> _WHAT YOU ARE ASKED TO DO_
Below are the records; they must be reproduced verbatim.

> _GIVEN RECORDS_
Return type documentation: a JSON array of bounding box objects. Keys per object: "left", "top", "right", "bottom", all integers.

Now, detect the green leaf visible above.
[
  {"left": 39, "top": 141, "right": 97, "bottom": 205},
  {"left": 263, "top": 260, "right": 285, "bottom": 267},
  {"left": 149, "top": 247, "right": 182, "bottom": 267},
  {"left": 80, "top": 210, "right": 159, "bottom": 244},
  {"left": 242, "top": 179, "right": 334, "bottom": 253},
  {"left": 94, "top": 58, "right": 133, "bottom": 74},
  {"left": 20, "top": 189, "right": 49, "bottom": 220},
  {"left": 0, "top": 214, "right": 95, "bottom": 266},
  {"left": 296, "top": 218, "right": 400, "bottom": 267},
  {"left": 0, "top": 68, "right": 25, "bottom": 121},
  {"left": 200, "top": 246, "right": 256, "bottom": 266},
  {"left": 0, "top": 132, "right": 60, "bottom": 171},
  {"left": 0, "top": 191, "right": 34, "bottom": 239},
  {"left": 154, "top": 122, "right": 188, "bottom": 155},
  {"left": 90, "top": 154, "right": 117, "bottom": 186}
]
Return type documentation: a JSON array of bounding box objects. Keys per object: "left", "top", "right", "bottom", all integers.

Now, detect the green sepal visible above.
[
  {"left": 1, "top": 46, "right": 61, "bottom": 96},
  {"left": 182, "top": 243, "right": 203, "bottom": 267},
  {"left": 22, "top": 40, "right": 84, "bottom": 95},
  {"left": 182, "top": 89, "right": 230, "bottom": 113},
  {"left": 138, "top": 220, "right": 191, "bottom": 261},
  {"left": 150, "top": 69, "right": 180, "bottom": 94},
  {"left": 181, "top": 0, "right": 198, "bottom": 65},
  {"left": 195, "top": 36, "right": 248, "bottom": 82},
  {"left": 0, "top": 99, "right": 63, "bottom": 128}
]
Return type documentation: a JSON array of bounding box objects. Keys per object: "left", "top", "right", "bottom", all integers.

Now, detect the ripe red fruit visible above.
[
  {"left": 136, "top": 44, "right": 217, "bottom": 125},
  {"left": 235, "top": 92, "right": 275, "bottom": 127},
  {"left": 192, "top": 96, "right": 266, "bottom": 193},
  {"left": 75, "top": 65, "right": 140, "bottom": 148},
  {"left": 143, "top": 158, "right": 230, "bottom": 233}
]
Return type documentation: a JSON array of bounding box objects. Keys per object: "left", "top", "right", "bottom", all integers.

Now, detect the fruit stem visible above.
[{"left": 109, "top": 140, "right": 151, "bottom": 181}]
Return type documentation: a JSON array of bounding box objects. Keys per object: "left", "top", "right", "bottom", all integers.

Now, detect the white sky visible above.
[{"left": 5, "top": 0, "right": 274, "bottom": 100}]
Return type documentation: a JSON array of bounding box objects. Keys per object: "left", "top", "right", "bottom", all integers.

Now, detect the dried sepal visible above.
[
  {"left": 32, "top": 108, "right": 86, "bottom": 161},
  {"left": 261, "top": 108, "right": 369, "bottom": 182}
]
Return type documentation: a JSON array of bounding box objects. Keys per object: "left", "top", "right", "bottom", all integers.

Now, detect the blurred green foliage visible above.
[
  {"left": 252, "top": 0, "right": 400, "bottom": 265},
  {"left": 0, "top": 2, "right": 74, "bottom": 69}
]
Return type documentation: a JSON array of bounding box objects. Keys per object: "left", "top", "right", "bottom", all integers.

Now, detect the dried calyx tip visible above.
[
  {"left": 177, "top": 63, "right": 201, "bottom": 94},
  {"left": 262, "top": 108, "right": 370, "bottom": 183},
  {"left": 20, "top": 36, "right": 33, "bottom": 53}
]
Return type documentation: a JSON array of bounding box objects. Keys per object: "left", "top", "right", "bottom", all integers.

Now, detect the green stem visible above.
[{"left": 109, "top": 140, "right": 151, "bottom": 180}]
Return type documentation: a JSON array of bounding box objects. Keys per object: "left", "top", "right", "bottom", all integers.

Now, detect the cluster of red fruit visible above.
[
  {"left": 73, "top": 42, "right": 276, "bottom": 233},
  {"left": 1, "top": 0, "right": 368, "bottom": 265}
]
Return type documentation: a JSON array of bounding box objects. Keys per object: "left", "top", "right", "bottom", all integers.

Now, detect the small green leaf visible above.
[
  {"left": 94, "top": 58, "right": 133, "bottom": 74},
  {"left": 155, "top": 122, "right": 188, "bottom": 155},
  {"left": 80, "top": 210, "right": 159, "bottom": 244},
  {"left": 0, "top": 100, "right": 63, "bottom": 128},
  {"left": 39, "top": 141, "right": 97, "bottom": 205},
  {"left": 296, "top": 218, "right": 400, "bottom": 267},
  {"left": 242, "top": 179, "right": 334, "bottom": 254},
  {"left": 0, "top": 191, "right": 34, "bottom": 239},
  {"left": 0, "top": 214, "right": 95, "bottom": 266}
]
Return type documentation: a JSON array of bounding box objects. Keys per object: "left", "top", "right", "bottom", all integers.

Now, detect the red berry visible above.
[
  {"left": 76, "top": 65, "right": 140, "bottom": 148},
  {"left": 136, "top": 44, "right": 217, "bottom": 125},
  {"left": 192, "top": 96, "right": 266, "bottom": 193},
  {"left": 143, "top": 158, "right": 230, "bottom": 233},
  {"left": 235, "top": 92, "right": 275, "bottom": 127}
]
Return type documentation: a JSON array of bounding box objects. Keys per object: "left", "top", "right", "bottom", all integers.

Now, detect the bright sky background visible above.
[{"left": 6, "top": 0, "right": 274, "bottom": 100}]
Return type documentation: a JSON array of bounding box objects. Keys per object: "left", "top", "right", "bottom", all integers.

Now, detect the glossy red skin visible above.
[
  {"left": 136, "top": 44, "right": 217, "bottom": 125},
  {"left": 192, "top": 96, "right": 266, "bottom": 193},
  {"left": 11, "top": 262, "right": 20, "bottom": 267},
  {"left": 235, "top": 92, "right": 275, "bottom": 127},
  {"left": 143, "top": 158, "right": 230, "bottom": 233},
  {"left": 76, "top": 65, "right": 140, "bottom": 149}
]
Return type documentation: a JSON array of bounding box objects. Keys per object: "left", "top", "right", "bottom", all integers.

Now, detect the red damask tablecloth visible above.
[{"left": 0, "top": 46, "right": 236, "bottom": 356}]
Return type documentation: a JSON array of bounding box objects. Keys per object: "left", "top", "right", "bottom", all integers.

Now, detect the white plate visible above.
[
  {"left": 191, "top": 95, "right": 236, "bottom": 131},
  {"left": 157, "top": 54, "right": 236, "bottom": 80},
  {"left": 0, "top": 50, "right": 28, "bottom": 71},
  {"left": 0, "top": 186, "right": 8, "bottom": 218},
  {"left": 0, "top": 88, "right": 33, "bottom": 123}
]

> _WRITTEN ANSWER_
Return type documentation: a JSON array of bounding box objects. Keys per object: "left", "top", "right", "bottom", all integers.

Now, detect the green leaf visible above.
[
  {"left": 39, "top": 141, "right": 97, "bottom": 205},
  {"left": 263, "top": 260, "right": 285, "bottom": 267},
  {"left": 149, "top": 247, "right": 182, "bottom": 267},
  {"left": 80, "top": 210, "right": 159, "bottom": 244},
  {"left": 242, "top": 179, "right": 334, "bottom": 253},
  {"left": 94, "top": 58, "right": 133, "bottom": 74},
  {"left": 20, "top": 189, "right": 49, "bottom": 220},
  {"left": 0, "top": 214, "right": 95, "bottom": 266},
  {"left": 296, "top": 218, "right": 400, "bottom": 267},
  {"left": 0, "top": 68, "right": 25, "bottom": 121},
  {"left": 200, "top": 246, "right": 256, "bottom": 266},
  {"left": 0, "top": 132, "right": 60, "bottom": 171},
  {"left": 0, "top": 191, "right": 34, "bottom": 239},
  {"left": 154, "top": 122, "right": 188, "bottom": 155},
  {"left": 90, "top": 154, "right": 117, "bottom": 186}
]
Return type documentation: a JSON array of bounding box objects. Keys per object: "left", "top", "right", "bottom", all integers.

Now, detect the green sepal visible above.
[
  {"left": 1, "top": 46, "right": 61, "bottom": 96},
  {"left": 182, "top": 243, "right": 203, "bottom": 267},
  {"left": 22, "top": 40, "right": 84, "bottom": 95},
  {"left": 182, "top": 89, "right": 230, "bottom": 113},
  {"left": 138, "top": 220, "right": 191, "bottom": 261},
  {"left": 150, "top": 69, "right": 180, "bottom": 94},
  {"left": 181, "top": 0, "right": 198, "bottom": 65},
  {"left": 195, "top": 36, "right": 248, "bottom": 82},
  {"left": 0, "top": 99, "right": 63, "bottom": 128}
]
Return type documentation: a JSON array of bounding box objects. Keys per object: "left", "top", "right", "bottom", all integers.

Now, detect the ripe red fruit visible above.
[
  {"left": 136, "top": 44, "right": 217, "bottom": 125},
  {"left": 235, "top": 92, "right": 275, "bottom": 127},
  {"left": 192, "top": 96, "right": 266, "bottom": 193},
  {"left": 75, "top": 65, "right": 140, "bottom": 148},
  {"left": 143, "top": 158, "right": 230, "bottom": 233}
]
Return type documentation: a JSON array of bounding box objects. Keys per object: "left", "top", "right", "bottom", all integers.

Now, detect the fruit stem visible above.
[{"left": 109, "top": 140, "right": 151, "bottom": 181}]
Return type documentation: a JSON array of bounding box objects. Keys per object: "left", "top", "right", "bottom", all integers.

Now, detect the white sky visible above.
[{"left": 5, "top": 0, "right": 274, "bottom": 100}]
Return type documentation: a JSON array of bounding box objects. Keys per object: "left", "top", "right", "bottom", all integers.

Now, detect the dried sepal visible above.
[
  {"left": 32, "top": 108, "right": 86, "bottom": 161},
  {"left": 261, "top": 108, "right": 369, "bottom": 182}
]
Return type documentation: a JSON array of bounding box objects. Keys per object: "left", "top", "right", "bottom", all integers.

Now, detect the blurred green foliage visible above.
[
  {"left": 252, "top": 0, "right": 400, "bottom": 265},
  {"left": 0, "top": 2, "right": 74, "bottom": 69}
]
Return type documentation: a JSON array of bounding box objects. Keys per object: "left", "top", "right", "bottom", all integers.

Now, detect the dried calyx tip visible above.
[
  {"left": 177, "top": 63, "right": 201, "bottom": 94},
  {"left": 262, "top": 108, "right": 370, "bottom": 183},
  {"left": 20, "top": 36, "right": 33, "bottom": 53}
]
Return type documentation: a JSON array of bounding box objects. Keys per object: "left", "top", "right", "bottom", all integers.

Now, detect the green stem visible above.
[{"left": 109, "top": 140, "right": 151, "bottom": 180}]
Return type documentation: a JSON array of bounding box objects. Keys per object: "left", "top", "right", "bottom", all integers.

Now, detect the cluster of red fruit visible above.
[
  {"left": 73, "top": 42, "right": 276, "bottom": 233},
  {"left": 1, "top": 0, "right": 368, "bottom": 265}
]
Return type documentation: a JSON array of bounding box objects. Keys per object: "left", "top", "right", "bottom", all integers.

Now, detect the small green leaf visible above.
[
  {"left": 94, "top": 58, "right": 133, "bottom": 74},
  {"left": 155, "top": 122, "right": 188, "bottom": 155},
  {"left": 80, "top": 210, "right": 159, "bottom": 244},
  {"left": 0, "top": 100, "right": 63, "bottom": 128},
  {"left": 39, "top": 141, "right": 97, "bottom": 205},
  {"left": 296, "top": 218, "right": 400, "bottom": 267},
  {"left": 242, "top": 179, "right": 334, "bottom": 254},
  {"left": 0, "top": 191, "right": 34, "bottom": 239},
  {"left": 0, "top": 214, "right": 95, "bottom": 266}
]
Return type documentation: a JSON array of bounding box objects. Keys per object: "left", "top", "right", "bottom", all integers.

Now, detect the red berry visible above.
[
  {"left": 76, "top": 65, "right": 140, "bottom": 148},
  {"left": 136, "top": 44, "right": 217, "bottom": 125},
  {"left": 192, "top": 96, "right": 266, "bottom": 193},
  {"left": 143, "top": 158, "right": 230, "bottom": 233},
  {"left": 235, "top": 92, "right": 275, "bottom": 127}
]
Return type documentation: a JSON array of bounding box objects. Keys per object: "left", "top", "right", "bottom", all integers.

Now, detect the bright sky background visible above.
[{"left": 6, "top": 0, "right": 274, "bottom": 100}]
Return type documentation: a JSON array of bounding box objects. Keys per object: "left", "top", "right", "bottom", all integers.

Now, detect the glossy red skin visible above.
[
  {"left": 136, "top": 44, "right": 217, "bottom": 125},
  {"left": 192, "top": 96, "right": 266, "bottom": 193},
  {"left": 11, "top": 262, "right": 20, "bottom": 267},
  {"left": 235, "top": 92, "right": 275, "bottom": 127},
  {"left": 143, "top": 158, "right": 230, "bottom": 233},
  {"left": 76, "top": 65, "right": 140, "bottom": 149}
]
Return type documentation: a JSON array of bounding box objects. Keys per object: "left", "top", "right", "bottom", all integers.

Now, detect the red damask tablecloth visible above.
[{"left": 0, "top": 46, "right": 236, "bottom": 356}]
Return type documentation: a JSON array of bounding box objects. Keys per object: "left", "top", "right", "bottom", all integers.

Now, detect the white plate visible above.
[
  {"left": 191, "top": 95, "right": 236, "bottom": 131},
  {"left": 157, "top": 54, "right": 236, "bottom": 80},
  {"left": 0, "top": 50, "right": 28, "bottom": 71},
  {"left": 0, "top": 186, "right": 8, "bottom": 218},
  {"left": 0, "top": 88, "right": 33, "bottom": 123}
]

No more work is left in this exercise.